INSTRUCTION
Your task is to copy every record exactly.

(Dataset records about object locations)
☆ ☆ ☆
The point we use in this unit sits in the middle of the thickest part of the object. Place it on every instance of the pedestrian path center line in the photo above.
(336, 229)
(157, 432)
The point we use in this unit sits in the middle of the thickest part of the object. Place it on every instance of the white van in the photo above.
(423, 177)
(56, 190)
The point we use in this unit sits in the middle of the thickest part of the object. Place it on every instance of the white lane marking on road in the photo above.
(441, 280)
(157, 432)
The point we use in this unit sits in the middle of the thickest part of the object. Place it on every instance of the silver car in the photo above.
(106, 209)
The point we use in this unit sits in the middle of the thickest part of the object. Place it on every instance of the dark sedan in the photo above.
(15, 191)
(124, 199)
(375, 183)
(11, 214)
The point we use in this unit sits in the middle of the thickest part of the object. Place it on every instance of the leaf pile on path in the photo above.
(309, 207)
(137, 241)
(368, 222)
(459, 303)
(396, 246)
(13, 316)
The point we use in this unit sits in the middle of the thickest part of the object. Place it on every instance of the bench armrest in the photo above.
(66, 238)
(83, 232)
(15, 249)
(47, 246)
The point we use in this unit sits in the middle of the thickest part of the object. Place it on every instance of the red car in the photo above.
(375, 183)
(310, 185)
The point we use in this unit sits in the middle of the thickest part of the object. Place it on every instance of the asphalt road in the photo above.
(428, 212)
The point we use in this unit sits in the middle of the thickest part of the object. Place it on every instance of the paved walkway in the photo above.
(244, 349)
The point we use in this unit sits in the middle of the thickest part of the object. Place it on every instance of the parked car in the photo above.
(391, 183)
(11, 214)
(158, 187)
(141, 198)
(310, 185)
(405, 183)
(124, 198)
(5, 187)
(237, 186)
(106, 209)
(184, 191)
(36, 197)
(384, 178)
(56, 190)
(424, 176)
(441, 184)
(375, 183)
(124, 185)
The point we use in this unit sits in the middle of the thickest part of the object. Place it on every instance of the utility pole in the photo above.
☆ ☆ ☆
TASK ANSWER
The point we use in this unit sits in the middle of the thickest part of the object. Place it on every instance of the pedestrian path center line in the photo above.
(336, 229)
(157, 432)
The point we use in this unit sits in the middle of the thickest part of the object. Place it on every instance of the white van in the photo above.
(423, 177)
(56, 190)
The point we use in this unit sits in the middle of the thickest part of the object. Place it on every instance of the white lane marking on road in the photo above.
(441, 280)
(157, 432)
The point we use in this unit sits in the middle of the thickest part of the object. Place it on every instance of the silver car in the photo above.
(106, 209)
The point we use in this unit sits in the middle of the thickest part of the object. Place it on every instance of the dark sedan in the photo above.
(15, 191)
(124, 199)
(375, 183)
(11, 214)
The point we use in this unit sits in the middle of the thickest part of the object. Place it on every instance of the leaf pile on path in the photo above.
(309, 207)
(137, 241)
(368, 222)
(459, 303)
(396, 246)
(13, 316)
The point we use in this unit sits in the middle of the thickest part of the object. Place it on every instance of the bench armrest in the photo above.
(66, 238)
(83, 232)
(15, 249)
(47, 246)
The point we use in this unit sits in the middle of the thickest part of the object. Place it on every instance of the red car in the photo above.
(375, 183)
(310, 185)
The point we use in this unit sits in the middle of the thickest part of the object. Place it on every instance of the asphalt road in the photo above.
(428, 212)
The point we use in this unit sits in the middle of the thickest part of the object. Place it on every instance of the paved walkway in the photo above.
(244, 349)
The point we use in this unit sits in the middle of the thickest part of the object. Place it on every instance of the parked car in the photo above.
(391, 183)
(11, 214)
(158, 187)
(141, 198)
(310, 185)
(405, 183)
(124, 198)
(5, 187)
(237, 186)
(106, 209)
(184, 191)
(36, 197)
(384, 178)
(56, 190)
(424, 176)
(441, 184)
(375, 183)
(124, 185)
The point we use in this unit sits in the middle of the thickest part of the object. Place it on every instance of the utility pole in the photo above.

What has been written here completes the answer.